## WRITTEN INSTRUCTION
Output as a JSON list of strings the lines beginning with the one containing "Where can the green leaf" and continuing through the one containing "x=419, y=71", both included. Make each line its own string, omit blank lines, and include no other lines.

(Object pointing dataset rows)
•••••

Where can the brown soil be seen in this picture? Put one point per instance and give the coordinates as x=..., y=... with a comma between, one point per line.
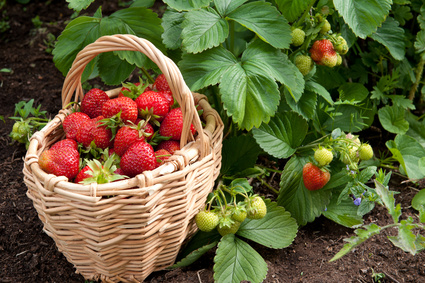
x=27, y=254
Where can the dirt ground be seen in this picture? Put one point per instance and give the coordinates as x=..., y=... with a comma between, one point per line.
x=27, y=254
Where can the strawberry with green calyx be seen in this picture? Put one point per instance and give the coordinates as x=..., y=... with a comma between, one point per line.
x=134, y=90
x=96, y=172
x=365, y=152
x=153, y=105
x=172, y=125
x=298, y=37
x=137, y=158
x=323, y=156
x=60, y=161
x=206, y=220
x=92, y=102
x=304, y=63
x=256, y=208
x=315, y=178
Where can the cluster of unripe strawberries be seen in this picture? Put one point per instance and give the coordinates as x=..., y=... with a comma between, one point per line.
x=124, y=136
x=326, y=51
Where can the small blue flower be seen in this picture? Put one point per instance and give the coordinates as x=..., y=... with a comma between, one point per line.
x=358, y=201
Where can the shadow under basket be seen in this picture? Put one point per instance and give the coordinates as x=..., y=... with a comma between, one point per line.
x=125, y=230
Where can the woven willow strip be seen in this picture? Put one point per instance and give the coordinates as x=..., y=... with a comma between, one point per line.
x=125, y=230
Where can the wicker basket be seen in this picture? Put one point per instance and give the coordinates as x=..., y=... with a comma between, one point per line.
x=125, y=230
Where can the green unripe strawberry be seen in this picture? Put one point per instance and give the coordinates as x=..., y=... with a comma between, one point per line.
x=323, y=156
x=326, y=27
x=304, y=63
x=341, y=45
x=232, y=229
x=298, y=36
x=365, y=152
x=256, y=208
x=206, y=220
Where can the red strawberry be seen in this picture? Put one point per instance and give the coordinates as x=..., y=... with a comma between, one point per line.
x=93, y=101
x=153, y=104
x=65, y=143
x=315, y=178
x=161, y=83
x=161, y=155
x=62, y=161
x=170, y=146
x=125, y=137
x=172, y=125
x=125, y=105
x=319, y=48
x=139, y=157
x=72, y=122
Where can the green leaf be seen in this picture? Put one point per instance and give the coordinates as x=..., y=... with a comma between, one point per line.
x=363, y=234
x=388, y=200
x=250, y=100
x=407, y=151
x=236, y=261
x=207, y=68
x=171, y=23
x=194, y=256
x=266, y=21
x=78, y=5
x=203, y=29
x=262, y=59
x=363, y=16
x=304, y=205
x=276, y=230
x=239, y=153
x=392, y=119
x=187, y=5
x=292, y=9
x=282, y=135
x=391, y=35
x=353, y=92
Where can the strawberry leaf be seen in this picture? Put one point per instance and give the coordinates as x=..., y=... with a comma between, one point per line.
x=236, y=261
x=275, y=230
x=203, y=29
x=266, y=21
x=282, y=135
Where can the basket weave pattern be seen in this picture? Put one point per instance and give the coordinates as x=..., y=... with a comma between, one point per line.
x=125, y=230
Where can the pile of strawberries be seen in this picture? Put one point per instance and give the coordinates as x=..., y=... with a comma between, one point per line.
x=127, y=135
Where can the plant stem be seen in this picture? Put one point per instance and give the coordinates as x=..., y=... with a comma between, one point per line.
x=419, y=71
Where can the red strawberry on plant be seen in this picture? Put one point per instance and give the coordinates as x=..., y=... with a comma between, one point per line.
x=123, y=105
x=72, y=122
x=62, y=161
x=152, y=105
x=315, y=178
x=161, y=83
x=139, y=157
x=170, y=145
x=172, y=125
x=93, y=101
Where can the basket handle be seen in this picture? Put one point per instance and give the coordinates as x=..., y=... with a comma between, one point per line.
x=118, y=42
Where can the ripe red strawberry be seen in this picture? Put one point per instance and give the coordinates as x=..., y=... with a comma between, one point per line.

•••••

## RIGHT ANSWER
[
  "Where can the green leaf be seen in this picture? Put one point per instance and give the coordinates as x=..., y=... with a comma between, one point per line.",
  "x=363, y=234",
  "x=388, y=200",
  "x=250, y=100",
  "x=407, y=151",
  "x=236, y=261",
  "x=207, y=68",
  "x=171, y=23",
  "x=194, y=256",
  "x=266, y=21",
  "x=78, y=5",
  "x=203, y=29",
  "x=262, y=59",
  "x=363, y=16",
  "x=304, y=205",
  "x=276, y=230",
  "x=239, y=153",
  "x=392, y=119",
  "x=187, y=5",
  "x=292, y=9",
  "x=282, y=135",
  "x=391, y=35",
  "x=353, y=92",
  "Where can the strawberry leaf be seen in this picture? Put one point per instance and give the coordinates as x=..., y=... with a comma between, one point per line.",
  "x=236, y=261",
  "x=275, y=230",
  "x=203, y=29",
  "x=266, y=21",
  "x=282, y=135",
  "Where can the basket weave pattern be seen in this picture? Put one point per instance and give the coordinates as x=..., y=... with a comma between, one point per line.",
  "x=125, y=230",
  "Where can the pile of strawberries be seen in this picture? Put one point per instance and give the coordinates as x=..., y=... with a comma between, one point per line.",
  "x=127, y=135",
  "Where can the plant stem be seen in this picture? Put one point per instance and give the coordinates as x=..., y=... with a comma between, one point per line.",
  "x=419, y=71"
]